Stated goal:
Reproduce all the entries precisely.

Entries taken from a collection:

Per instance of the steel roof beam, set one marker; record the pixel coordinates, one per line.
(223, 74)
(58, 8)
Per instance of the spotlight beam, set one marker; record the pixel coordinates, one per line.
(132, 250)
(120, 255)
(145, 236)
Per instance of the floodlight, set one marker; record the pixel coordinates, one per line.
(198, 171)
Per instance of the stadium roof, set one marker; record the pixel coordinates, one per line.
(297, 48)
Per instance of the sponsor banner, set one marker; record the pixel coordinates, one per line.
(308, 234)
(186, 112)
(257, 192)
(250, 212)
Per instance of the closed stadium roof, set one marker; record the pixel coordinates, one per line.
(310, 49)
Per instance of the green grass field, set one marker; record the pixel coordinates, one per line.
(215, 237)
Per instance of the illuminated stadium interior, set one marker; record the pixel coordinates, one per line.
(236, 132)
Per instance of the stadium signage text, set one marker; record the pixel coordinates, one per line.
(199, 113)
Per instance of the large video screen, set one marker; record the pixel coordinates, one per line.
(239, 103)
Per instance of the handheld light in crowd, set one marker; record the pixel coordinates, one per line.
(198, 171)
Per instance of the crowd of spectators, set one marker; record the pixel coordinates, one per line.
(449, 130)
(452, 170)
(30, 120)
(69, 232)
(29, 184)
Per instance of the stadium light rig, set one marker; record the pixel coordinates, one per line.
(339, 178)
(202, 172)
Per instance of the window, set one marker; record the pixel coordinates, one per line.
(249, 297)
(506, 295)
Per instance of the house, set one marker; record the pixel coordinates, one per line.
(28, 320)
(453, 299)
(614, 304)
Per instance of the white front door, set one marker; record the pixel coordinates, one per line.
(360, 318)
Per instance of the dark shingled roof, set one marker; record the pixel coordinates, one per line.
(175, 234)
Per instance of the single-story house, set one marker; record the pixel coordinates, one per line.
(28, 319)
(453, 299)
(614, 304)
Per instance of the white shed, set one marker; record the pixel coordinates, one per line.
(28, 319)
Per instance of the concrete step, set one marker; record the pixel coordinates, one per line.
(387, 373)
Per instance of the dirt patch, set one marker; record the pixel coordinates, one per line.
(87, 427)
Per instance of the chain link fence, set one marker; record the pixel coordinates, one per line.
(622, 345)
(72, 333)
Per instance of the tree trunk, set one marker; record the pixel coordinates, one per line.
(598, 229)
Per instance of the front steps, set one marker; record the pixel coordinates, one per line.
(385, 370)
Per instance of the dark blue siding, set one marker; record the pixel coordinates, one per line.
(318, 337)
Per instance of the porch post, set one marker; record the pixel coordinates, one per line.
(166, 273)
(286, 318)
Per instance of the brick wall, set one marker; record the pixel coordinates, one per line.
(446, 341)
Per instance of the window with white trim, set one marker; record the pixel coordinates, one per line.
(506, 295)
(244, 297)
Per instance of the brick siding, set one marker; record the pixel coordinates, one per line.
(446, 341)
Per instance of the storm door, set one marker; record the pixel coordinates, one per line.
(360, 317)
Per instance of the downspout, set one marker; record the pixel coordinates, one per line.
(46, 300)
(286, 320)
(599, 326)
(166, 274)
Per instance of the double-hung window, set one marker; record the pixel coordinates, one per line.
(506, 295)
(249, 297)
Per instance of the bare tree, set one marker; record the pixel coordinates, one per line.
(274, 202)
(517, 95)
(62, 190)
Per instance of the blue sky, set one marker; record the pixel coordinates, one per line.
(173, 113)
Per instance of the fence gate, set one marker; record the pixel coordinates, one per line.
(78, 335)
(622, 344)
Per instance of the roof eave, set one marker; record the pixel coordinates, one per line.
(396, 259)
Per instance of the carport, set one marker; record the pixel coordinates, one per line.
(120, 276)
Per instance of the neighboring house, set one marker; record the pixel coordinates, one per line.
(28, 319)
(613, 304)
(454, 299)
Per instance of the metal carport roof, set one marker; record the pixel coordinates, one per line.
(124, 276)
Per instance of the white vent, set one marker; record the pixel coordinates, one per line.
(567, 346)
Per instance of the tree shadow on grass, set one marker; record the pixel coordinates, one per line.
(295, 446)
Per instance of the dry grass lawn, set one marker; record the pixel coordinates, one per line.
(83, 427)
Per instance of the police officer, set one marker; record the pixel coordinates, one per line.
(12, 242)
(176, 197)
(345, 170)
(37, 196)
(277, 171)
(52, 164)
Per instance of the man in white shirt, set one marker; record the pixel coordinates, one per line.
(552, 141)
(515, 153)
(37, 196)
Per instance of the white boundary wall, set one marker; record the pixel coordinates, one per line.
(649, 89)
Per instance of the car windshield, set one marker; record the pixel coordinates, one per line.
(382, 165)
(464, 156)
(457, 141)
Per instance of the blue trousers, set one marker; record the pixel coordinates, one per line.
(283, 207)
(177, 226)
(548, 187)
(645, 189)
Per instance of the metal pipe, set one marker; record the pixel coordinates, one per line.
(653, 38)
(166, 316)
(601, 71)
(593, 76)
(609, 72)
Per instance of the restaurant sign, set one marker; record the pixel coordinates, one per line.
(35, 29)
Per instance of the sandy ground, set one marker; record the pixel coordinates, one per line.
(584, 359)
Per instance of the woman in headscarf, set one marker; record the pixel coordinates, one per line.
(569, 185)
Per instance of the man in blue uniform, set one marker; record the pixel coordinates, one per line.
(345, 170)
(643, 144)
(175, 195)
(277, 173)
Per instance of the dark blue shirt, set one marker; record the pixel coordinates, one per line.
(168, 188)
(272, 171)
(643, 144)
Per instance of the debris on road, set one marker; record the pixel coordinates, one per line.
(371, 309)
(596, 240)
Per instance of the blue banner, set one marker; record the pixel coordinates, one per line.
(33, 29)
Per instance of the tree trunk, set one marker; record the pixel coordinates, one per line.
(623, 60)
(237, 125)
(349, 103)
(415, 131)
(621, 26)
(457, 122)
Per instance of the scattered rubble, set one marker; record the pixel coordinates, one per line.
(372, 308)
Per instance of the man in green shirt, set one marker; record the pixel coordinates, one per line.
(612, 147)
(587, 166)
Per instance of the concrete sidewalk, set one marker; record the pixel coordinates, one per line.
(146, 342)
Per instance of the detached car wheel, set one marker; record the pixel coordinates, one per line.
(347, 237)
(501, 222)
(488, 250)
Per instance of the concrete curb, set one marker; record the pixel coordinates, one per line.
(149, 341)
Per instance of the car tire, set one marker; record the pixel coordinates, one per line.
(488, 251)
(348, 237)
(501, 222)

In response:
Per instance of the steel roof beam, set one marker; record the pixel coordinates, one per line.
(223, 74)
(58, 8)
Per instance of the spotlight beam, set one marker; record the pixel coordinates, one per line.
(132, 250)
(120, 255)
(145, 236)
Per instance of the floodlight, set one marker; record the pixel coordinates, one per line.
(198, 171)
Per instance of the stadium roof, set one marker; record the pixel coordinates, one per line.
(297, 48)
Per instance of the sponsor banner, set one marker; record the pixel coordinates, one per line.
(308, 234)
(186, 112)
(257, 192)
(250, 212)
Per instance of the closed stadium roof, set one marker; record the pixel coordinates, one per line.
(310, 49)
Per instance of the green grass field, set one marker; record the pixel coordinates, one per line.
(215, 237)
Per instance of the illuminated stadium interior, set one marker; record the pixel coordinates, one per line.
(236, 132)
Per instance of the stadium signage text, set one marker; record the pixel coordinates, one per line.
(199, 113)
Per instance of the large video screen, set one marker; record the pixel coordinates, one per line.
(239, 103)
Per instance of the handheld light in crowd, set one marker; record the pixel coordinates, one per line.
(198, 171)
Per instance of the crowd of spectators, set one marker; record the pixel coordinates, one per line.
(449, 130)
(452, 170)
(30, 120)
(69, 232)
(29, 184)
Per instance of the stadium light rig, set one marker; record the pixel coordinates, one per line.
(339, 178)
(202, 172)
Per instance of the window, set one marker; record the pixel coordinates, one per line.
(249, 297)
(506, 295)
Per instance of the house, set one marker; record the pixel coordinates, one per line.
(28, 320)
(453, 299)
(614, 304)
Per instance of the white front door, set one marker; record the pixel coordinates, one per line.
(360, 318)
Per instance of the dark shingled roof, set one marker; record the pixel coordinates, one per line.
(175, 234)
Per instance of the single-story house, set one marker; record the pixel coordinates, one per line.
(28, 319)
(453, 299)
(614, 304)
Per instance of the white shed, set one marker; record the pixel coordinates, one per line.
(28, 319)
Per instance of the concrete step, set one marker; record the pixel coordinates, one per line.
(387, 373)
Per instance of the dirt patch, set one marker; record the pixel coordinates, one per line.
(87, 427)
Per instance of the chain link fence, set one marker; record the pixel coordinates, one per line.
(622, 345)
(72, 333)
Per instance of the tree trunk, set one marker; record the pixel coordinates, one per line.
(598, 229)
Per instance of the front steps, set one marker; record the pixel coordinates, one per line.
(385, 370)
Per instance of the dark blue siding, set one marker; record the pixel coordinates, one per line.
(318, 337)
Per instance of the porch post, set one marker; record the pixel coordinates, one per line.
(166, 273)
(286, 318)
Per instance of the brick wall, set one marker; record the pixel coordinates, one per line.
(446, 341)
Per instance of the window with white trim, set one marker; record the pixel coordinates, one per line.
(506, 295)
(244, 297)
Per instance of the brick siding, set one marker; record the pixel coordinates, one per line.
(446, 341)
Per instance of the storm door, set one marker; record the pixel coordinates, one per line.
(360, 317)
Per instance of the downspout, set one marker; record the pixel coordinates, one per line.
(46, 300)
(286, 320)
(599, 326)
(166, 274)
Per instance of the double-hung window, set one marker; record the pixel coordinates, one per line.
(506, 295)
(249, 297)
Per instance of the bare tree, set one marker; record the pixel coordinates, one per line.
(274, 202)
(517, 95)
(62, 190)
Per instance of the blue sky, set one marker; record the pixel coordinates, one per line.
(173, 113)
Per instance of the fence gate, set one marker; record the pixel coordinates, one per line.
(78, 335)
(622, 344)
Per instance of the roof eave, set one marker; record the pixel coordinates, one per line.
(396, 259)
Per instance of the carport, set one marker; record the pixel coordinates, one per line.
(120, 276)
Per instance of the neighboring house, set one marker; record the pixel coordinates, one per line.
(28, 319)
(613, 304)
(454, 299)
Per instance of the metal carport roof, set one marker; record the pixel coordinates, one per line.
(124, 276)
Per instance of the white vent, set one marker; record the pixel coordinates, one per line.
(567, 346)
Per instance of the tree shadow on grass, set one marker; record the pixel coordinates, one per line.
(295, 446)
Per instance of the dry grass lawn, set one marker; record the pixel coordinates, one per line.
(83, 427)
Per instance of the police officer, set one marker; record the pixel coordinates, one per line.
(12, 242)
(176, 197)
(345, 170)
(37, 196)
(277, 171)
(52, 164)
Per instance of the man in white shirt, set one marker; record the pixel coordinates, one per line.
(552, 141)
(515, 153)
(37, 196)
Per instance of the white boundary wall, set one marker; record the pixel coordinates, one per line.
(649, 89)
Per instance of the car windshield, set one marker; record the pixel coordinates, one per line.
(382, 165)
(464, 156)
(457, 141)
Per instance of the blue trousers, set one marker; record the pixel coordinates, one per line.
(283, 207)
(177, 226)
(548, 187)
(645, 189)
Per instance of the metal pipe, set one marker; record the pixel coordinates, one per line.
(653, 38)
(166, 316)
(601, 71)
(593, 76)
(609, 72)
Per instance of the restaurant sign, set one marker; record the pixel coordinates, one per line.
(35, 29)
Per instance of the sandy ground, set one marker; record the pixel coordinates, one per line.
(584, 359)
Per instance of the woman in headscarf, set one marker; record the pixel coordinates, one per line.
(569, 185)
Per instance of the man in blue uniform, set one marker; record the pixel coordinates, one per line.
(345, 170)
(643, 144)
(175, 195)
(277, 173)
Per instance of the dark blue shirt, set one marker; record the pixel coordinates, one per line.
(168, 188)
(272, 171)
(643, 144)
Per instance of the debris on road, set one marker; record the pixel coordinates, one per line.
(371, 309)
(596, 240)
Per instance of the blue banner, set one marker; record the pixel coordinates, one per line.
(33, 29)
Per instance of the tree trunk, set one marker; record the pixel coordinates, one per line.
(623, 60)
(237, 125)
(349, 103)
(415, 131)
(621, 26)
(457, 122)
Per instance of the scattered rubble, set one marker; record the pixel coordinates, one per line.
(372, 308)
Per instance of the man in green shirt, set one marker; record the pixel coordinates, one per line.
(612, 147)
(587, 166)
Per instance of the concrete sidewalk, set one marker; record the pixel coordinates, one per line.
(146, 342)
Per instance of the detached car wheel, set one marker; record the pixel coordinates, one per line.
(347, 237)
(501, 222)
(488, 250)
Per instance of the concrete curb, set one marker; record the pixel coordinates, one per line.
(149, 341)
Per instance of the car tire, set one marker; record the pixel coordinates, one per line.
(488, 251)
(348, 237)
(501, 222)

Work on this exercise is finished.